Rewrite the records below, replacing "black berries" with "dark berries" wherever it occurs and leaving everything else as it is. Leave the pictures out.

-- Extracted information start --

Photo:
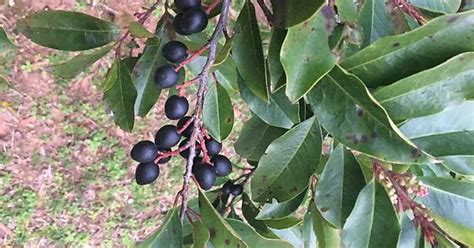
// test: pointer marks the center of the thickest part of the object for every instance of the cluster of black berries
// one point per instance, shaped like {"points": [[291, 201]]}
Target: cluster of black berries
{"points": [[190, 20]]}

-- Extracted information end --

**Solved problem**:
Photo:
// test: pointer marks the center of the thickest part of the object for every instance of the cluster of dark berries
// one point per instance, shaped like {"points": [[291, 201]]}
Target: cluster of dark berries
{"points": [[190, 20]]}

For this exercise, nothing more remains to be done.